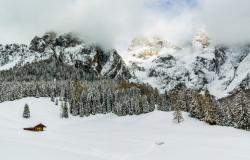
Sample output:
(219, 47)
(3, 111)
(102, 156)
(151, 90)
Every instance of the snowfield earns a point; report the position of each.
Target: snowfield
(151, 136)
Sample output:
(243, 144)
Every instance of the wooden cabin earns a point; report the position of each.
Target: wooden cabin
(38, 128)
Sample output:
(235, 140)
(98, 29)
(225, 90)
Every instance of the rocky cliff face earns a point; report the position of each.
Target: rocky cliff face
(220, 69)
(68, 49)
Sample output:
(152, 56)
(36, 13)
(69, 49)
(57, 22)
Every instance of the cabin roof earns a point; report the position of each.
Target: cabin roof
(40, 125)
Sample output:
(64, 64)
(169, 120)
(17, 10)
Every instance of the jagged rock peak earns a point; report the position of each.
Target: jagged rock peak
(52, 39)
(154, 42)
(200, 40)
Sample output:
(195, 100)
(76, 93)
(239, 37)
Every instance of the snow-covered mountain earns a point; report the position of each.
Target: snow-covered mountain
(68, 49)
(199, 65)
(154, 60)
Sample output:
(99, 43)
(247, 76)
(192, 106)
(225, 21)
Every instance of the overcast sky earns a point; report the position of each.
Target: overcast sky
(117, 21)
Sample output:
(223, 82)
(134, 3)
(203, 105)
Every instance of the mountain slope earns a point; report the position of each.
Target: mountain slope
(67, 49)
(220, 69)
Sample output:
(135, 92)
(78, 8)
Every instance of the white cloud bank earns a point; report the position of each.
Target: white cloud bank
(112, 21)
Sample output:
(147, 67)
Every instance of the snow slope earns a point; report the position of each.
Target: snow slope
(151, 136)
(199, 66)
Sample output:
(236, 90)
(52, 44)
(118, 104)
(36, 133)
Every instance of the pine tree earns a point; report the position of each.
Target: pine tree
(178, 115)
(240, 113)
(37, 94)
(210, 111)
(56, 101)
(64, 110)
(26, 111)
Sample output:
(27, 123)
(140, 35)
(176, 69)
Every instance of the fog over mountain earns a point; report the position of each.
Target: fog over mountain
(116, 22)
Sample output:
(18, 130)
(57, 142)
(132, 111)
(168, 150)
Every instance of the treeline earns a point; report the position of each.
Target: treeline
(122, 98)
(89, 97)
(230, 111)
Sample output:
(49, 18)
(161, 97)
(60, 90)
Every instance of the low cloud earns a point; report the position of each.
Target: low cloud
(113, 22)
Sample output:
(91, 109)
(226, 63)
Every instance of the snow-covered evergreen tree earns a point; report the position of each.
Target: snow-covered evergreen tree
(64, 110)
(26, 111)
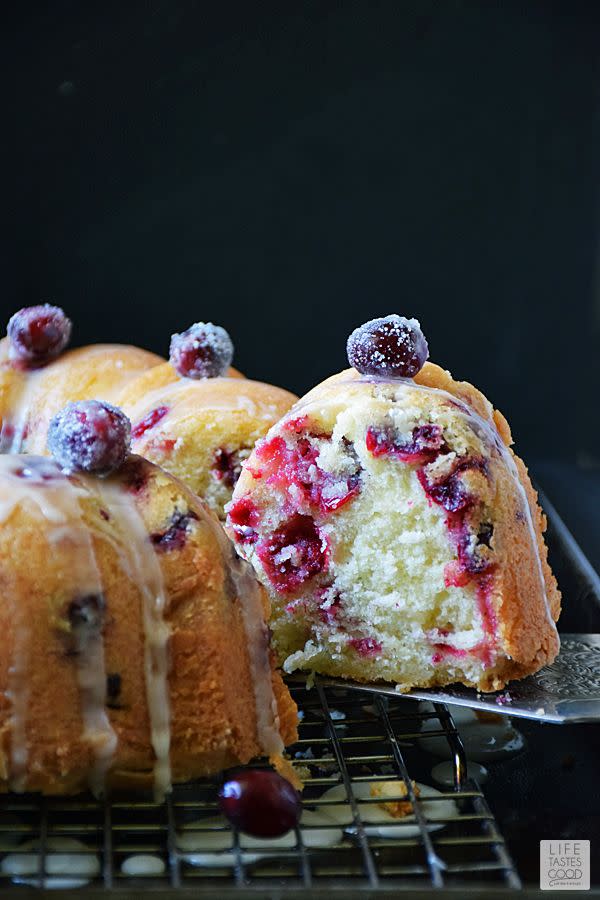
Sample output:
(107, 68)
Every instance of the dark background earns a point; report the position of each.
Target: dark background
(291, 169)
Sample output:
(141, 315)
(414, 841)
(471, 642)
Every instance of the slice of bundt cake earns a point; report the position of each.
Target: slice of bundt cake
(397, 533)
(134, 648)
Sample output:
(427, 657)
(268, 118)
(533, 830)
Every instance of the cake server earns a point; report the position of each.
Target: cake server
(565, 692)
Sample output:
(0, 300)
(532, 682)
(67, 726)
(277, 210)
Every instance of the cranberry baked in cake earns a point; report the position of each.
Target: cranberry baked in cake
(197, 417)
(397, 533)
(134, 647)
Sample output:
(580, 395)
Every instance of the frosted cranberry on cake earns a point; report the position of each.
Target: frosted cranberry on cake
(397, 533)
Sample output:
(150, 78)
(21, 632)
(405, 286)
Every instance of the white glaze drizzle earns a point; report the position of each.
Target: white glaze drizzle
(42, 483)
(467, 412)
(140, 558)
(257, 638)
(12, 442)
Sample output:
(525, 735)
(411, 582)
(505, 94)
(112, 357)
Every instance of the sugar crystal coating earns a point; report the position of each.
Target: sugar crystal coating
(38, 334)
(90, 436)
(392, 347)
(203, 351)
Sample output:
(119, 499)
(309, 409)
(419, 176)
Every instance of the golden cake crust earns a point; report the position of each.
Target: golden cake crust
(30, 398)
(213, 721)
(203, 420)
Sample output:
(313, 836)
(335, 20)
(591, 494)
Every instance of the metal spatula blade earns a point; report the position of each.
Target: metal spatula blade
(565, 692)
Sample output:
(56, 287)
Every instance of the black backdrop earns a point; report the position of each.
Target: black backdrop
(290, 169)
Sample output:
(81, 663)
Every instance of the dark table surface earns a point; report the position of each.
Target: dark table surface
(575, 493)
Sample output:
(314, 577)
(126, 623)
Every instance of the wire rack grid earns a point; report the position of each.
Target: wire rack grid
(347, 740)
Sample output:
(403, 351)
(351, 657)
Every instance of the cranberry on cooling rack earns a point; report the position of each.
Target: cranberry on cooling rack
(89, 436)
(260, 803)
(38, 334)
(203, 351)
(392, 347)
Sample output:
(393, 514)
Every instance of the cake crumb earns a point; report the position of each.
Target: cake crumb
(397, 808)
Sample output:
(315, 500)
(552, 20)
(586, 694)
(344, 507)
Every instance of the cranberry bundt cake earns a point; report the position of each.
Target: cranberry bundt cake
(134, 646)
(37, 378)
(397, 533)
(201, 428)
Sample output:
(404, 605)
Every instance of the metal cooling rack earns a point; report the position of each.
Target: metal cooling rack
(344, 738)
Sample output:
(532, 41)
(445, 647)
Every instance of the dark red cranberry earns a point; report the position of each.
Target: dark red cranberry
(366, 646)
(149, 421)
(203, 351)
(260, 803)
(175, 536)
(450, 492)
(86, 614)
(297, 464)
(392, 347)
(227, 466)
(89, 436)
(294, 553)
(424, 445)
(243, 518)
(38, 334)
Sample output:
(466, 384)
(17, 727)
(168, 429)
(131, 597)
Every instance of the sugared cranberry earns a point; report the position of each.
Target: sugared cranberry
(89, 436)
(38, 334)
(294, 553)
(149, 421)
(422, 447)
(260, 803)
(392, 347)
(203, 351)
(174, 537)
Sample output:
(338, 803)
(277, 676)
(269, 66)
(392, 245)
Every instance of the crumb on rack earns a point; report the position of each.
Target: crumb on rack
(397, 808)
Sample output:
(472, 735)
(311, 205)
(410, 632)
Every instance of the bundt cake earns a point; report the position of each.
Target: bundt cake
(397, 533)
(201, 429)
(134, 647)
(37, 379)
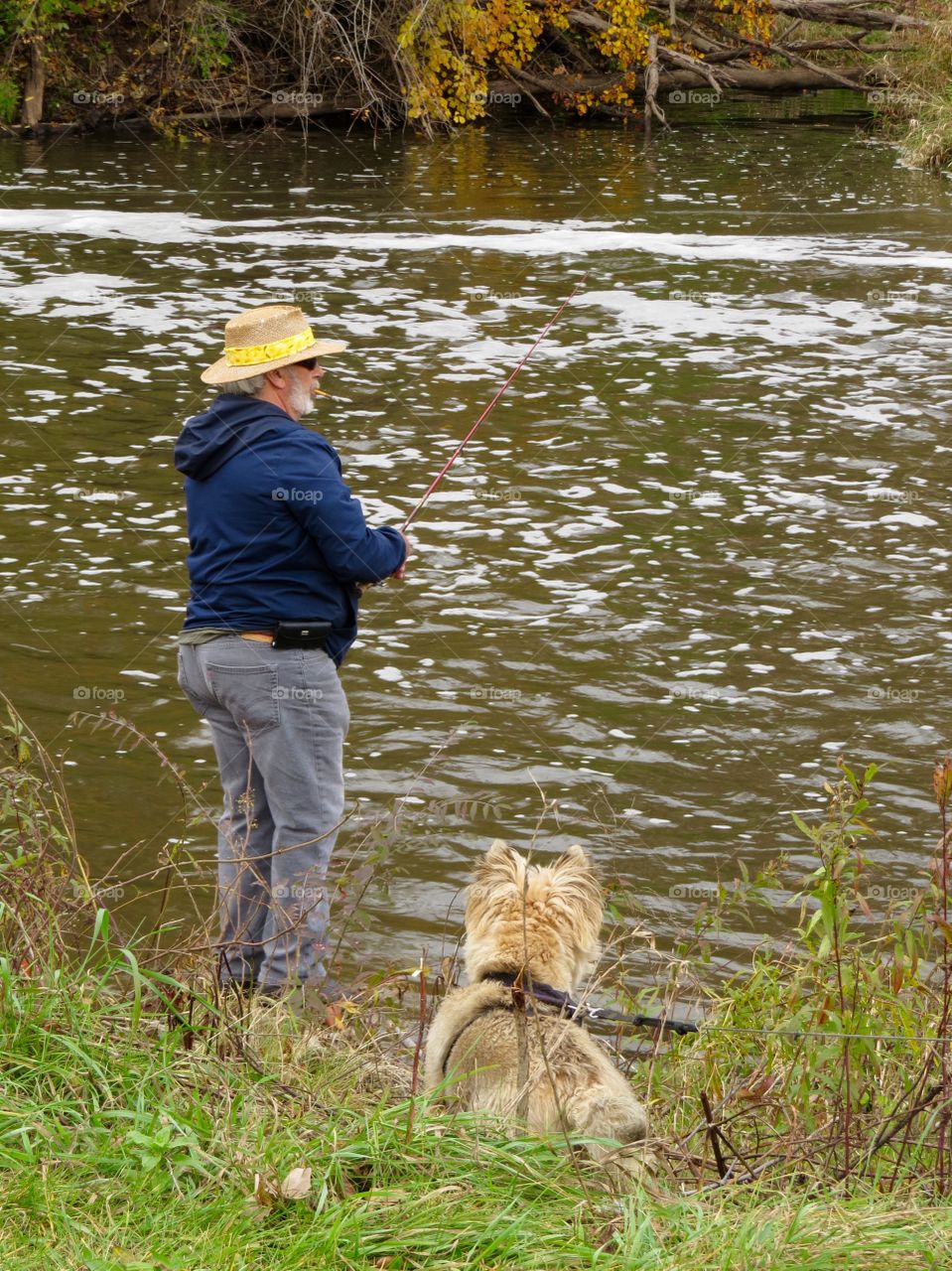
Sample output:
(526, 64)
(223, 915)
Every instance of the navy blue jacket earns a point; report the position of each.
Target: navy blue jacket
(272, 527)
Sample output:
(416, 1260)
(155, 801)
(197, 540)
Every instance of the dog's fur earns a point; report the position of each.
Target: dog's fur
(533, 1066)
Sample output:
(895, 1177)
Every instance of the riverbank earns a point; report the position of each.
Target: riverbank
(149, 1124)
(126, 1147)
(198, 71)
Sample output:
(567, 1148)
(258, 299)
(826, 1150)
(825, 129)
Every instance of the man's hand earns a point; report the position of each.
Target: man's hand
(402, 570)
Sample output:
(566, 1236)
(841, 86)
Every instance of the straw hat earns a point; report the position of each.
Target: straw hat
(266, 340)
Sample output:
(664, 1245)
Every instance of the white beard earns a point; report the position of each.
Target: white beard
(300, 399)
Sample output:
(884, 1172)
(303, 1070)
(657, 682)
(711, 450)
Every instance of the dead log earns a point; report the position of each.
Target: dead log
(750, 79)
(847, 13)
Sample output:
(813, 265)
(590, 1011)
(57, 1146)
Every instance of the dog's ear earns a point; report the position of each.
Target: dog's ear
(501, 868)
(576, 870)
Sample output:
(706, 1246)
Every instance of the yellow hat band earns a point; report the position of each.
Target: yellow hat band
(253, 354)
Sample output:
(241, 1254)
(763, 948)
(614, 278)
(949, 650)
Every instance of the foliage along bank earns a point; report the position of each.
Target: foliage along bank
(177, 65)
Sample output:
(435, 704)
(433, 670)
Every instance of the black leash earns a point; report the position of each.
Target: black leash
(551, 997)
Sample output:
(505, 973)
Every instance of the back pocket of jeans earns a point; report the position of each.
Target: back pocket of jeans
(248, 693)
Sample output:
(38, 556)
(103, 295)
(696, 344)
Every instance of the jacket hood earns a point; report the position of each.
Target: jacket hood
(230, 423)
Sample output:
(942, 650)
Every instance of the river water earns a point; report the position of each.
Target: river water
(699, 549)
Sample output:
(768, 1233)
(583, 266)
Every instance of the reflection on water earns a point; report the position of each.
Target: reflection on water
(697, 553)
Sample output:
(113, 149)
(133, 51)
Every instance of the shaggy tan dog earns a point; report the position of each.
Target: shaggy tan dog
(499, 1052)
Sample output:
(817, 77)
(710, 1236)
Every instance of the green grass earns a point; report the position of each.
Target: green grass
(121, 1148)
(145, 1126)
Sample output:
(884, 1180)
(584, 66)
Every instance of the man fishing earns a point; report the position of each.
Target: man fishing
(277, 549)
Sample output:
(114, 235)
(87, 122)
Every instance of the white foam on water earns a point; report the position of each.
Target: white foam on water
(525, 238)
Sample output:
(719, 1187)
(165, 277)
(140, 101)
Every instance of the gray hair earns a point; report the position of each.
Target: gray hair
(245, 388)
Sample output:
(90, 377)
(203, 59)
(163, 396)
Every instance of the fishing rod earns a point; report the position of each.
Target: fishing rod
(461, 448)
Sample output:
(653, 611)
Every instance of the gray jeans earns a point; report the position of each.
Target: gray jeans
(279, 718)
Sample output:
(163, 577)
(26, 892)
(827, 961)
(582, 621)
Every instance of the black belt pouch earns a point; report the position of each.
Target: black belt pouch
(302, 635)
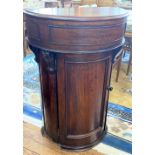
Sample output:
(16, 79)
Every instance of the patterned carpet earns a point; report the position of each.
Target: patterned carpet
(119, 120)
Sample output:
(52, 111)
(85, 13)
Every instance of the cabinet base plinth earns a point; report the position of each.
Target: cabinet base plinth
(75, 148)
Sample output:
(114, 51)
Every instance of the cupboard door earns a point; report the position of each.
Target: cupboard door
(82, 101)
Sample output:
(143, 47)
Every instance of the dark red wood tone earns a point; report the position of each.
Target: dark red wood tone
(75, 49)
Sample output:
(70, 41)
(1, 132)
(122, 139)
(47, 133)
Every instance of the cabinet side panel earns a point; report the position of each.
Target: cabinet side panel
(49, 95)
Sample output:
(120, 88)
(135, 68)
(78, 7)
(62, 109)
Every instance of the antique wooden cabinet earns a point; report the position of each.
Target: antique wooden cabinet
(74, 48)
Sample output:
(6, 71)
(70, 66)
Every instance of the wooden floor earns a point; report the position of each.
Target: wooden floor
(35, 144)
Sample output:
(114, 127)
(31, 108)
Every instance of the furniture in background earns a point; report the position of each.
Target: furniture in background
(66, 3)
(128, 48)
(74, 51)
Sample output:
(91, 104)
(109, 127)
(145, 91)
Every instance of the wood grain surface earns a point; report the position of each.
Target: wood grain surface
(35, 144)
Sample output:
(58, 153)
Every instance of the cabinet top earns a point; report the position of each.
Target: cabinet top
(98, 13)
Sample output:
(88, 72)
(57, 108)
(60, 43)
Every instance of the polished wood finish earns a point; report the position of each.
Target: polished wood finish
(75, 49)
(35, 144)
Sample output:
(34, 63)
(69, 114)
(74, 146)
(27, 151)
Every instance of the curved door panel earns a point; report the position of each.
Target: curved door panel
(82, 83)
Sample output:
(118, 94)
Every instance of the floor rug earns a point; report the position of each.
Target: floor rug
(119, 119)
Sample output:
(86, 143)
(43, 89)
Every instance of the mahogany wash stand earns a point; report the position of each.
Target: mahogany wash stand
(75, 48)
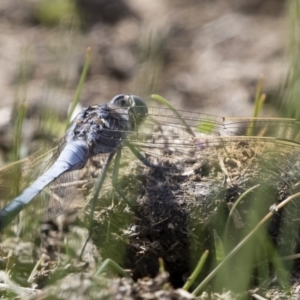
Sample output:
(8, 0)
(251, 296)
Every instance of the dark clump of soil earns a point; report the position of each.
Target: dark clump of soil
(183, 205)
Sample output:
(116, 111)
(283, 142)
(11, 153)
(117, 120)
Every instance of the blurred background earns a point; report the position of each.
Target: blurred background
(200, 55)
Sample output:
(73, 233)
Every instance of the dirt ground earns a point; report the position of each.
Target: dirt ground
(200, 55)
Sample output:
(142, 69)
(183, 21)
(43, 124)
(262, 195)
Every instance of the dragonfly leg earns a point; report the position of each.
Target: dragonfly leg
(97, 188)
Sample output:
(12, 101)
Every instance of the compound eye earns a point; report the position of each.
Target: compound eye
(120, 101)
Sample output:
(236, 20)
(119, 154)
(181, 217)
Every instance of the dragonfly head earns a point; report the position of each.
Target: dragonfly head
(137, 109)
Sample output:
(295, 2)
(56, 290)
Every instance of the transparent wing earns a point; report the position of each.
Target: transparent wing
(15, 177)
(166, 134)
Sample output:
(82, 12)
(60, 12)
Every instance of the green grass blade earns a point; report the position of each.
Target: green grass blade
(197, 270)
(109, 263)
(80, 85)
(243, 242)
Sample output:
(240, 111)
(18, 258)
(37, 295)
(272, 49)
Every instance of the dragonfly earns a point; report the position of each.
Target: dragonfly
(105, 132)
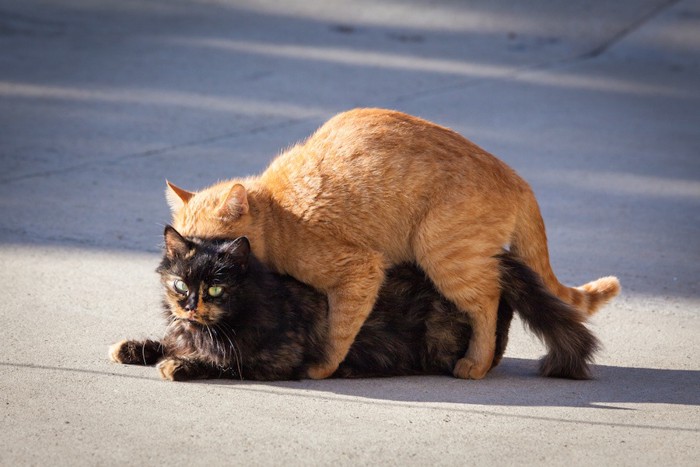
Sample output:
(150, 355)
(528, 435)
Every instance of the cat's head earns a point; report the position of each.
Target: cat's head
(201, 275)
(221, 210)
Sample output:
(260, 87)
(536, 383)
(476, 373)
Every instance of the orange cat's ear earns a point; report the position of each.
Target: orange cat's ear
(236, 203)
(175, 244)
(176, 196)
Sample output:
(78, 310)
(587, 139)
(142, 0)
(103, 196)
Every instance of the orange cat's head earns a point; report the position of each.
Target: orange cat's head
(220, 211)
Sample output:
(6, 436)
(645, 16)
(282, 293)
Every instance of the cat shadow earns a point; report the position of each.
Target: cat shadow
(514, 382)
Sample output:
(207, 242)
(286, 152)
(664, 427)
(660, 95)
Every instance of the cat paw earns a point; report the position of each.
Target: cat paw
(172, 370)
(321, 371)
(116, 353)
(466, 368)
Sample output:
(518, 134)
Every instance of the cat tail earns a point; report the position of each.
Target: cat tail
(569, 342)
(529, 242)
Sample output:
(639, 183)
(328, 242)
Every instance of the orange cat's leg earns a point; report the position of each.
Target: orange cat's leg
(459, 259)
(359, 276)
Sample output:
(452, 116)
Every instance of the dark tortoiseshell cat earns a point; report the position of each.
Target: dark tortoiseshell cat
(230, 317)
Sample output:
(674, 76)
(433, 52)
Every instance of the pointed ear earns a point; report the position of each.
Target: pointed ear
(175, 244)
(236, 203)
(176, 196)
(238, 249)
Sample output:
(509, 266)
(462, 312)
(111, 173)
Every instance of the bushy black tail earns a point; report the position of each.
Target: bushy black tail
(569, 343)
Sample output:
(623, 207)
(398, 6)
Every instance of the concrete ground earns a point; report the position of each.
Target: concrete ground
(594, 102)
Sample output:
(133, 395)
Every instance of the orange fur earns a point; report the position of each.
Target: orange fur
(372, 188)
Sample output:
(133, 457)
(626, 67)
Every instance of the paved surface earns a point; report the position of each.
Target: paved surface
(595, 103)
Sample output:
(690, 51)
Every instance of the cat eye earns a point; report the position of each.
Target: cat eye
(215, 291)
(180, 287)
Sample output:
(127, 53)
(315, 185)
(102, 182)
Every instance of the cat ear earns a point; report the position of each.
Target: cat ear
(236, 203)
(176, 196)
(175, 244)
(238, 248)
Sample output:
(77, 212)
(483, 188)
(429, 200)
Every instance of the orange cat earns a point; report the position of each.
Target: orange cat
(372, 188)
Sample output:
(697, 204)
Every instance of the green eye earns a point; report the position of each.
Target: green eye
(215, 291)
(180, 287)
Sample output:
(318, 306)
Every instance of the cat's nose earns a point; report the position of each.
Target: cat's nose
(191, 304)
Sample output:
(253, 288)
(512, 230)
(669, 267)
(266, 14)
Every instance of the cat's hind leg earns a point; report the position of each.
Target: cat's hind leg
(458, 257)
(133, 352)
(359, 275)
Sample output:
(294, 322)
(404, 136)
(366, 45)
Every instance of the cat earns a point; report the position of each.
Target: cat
(231, 317)
(373, 188)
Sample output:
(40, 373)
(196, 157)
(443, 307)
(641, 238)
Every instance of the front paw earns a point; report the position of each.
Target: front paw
(173, 370)
(321, 371)
(466, 368)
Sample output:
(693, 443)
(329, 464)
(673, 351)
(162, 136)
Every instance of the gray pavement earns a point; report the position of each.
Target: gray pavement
(595, 103)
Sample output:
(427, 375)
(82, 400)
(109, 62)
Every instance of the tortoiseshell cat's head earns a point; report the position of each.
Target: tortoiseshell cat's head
(199, 277)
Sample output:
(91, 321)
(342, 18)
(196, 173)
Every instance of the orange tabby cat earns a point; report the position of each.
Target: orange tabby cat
(372, 188)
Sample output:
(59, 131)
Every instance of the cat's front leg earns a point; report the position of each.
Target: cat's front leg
(133, 352)
(177, 369)
(349, 302)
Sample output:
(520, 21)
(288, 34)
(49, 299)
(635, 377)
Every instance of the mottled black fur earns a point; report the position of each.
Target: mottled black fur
(273, 327)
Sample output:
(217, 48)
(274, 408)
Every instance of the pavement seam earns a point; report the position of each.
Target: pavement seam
(511, 75)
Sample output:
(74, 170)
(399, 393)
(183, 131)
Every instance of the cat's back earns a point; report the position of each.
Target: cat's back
(383, 150)
(381, 170)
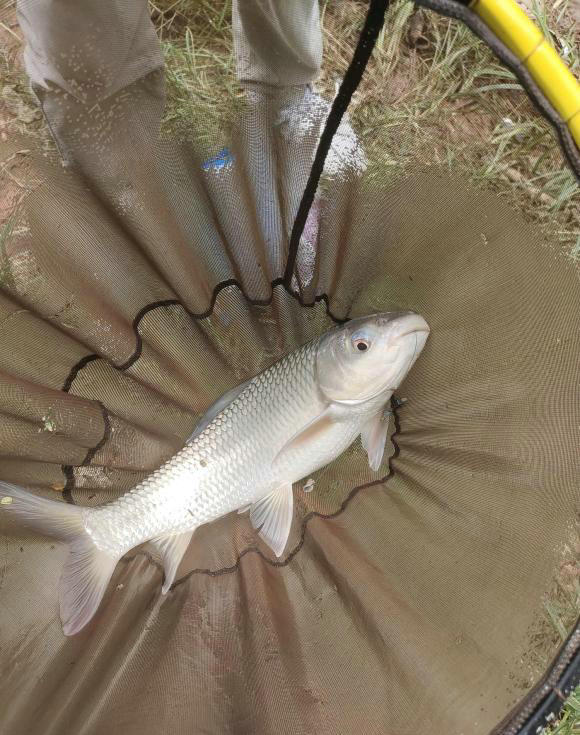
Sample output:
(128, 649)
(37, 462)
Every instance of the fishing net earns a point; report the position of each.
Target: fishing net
(146, 273)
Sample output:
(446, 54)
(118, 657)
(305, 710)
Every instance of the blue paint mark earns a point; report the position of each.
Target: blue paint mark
(220, 160)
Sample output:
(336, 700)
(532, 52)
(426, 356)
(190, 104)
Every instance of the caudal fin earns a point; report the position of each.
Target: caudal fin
(87, 571)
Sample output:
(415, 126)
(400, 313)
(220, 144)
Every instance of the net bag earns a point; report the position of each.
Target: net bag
(145, 274)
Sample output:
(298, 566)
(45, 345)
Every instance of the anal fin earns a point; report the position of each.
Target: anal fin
(272, 516)
(172, 548)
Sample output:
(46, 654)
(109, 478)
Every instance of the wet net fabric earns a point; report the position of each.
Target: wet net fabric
(144, 278)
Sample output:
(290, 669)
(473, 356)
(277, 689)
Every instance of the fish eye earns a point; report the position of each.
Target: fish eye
(360, 343)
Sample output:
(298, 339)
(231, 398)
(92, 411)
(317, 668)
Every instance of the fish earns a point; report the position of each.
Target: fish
(252, 445)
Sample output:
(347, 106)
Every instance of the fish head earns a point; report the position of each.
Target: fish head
(369, 356)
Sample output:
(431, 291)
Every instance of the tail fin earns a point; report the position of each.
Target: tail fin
(87, 571)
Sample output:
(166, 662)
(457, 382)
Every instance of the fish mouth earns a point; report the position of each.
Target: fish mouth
(412, 324)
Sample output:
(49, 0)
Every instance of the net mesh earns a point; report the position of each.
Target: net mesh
(145, 278)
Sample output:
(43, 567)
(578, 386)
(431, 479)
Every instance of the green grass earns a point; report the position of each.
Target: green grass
(568, 723)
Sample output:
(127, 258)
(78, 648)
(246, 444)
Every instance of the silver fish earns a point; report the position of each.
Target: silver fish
(252, 445)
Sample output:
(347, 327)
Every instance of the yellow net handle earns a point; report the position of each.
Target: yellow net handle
(524, 39)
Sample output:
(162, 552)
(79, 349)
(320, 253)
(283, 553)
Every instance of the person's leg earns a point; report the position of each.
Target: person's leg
(277, 42)
(81, 56)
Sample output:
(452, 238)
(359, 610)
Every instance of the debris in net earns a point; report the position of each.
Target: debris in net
(309, 115)
(223, 159)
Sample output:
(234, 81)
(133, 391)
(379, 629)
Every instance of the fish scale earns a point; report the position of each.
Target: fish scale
(248, 450)
(229, 465)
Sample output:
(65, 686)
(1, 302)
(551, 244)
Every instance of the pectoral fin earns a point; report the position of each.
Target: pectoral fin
(216, 407)
(172, 549)
(272, 516)
(374, 437)
(309, 433)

WHAT YOU NEED TO DO »
Pull out every line of the records that contains the word "anal".

SOLUTION »
Every instance of the anal fin earns a point; report the position of each.
Target: anal fin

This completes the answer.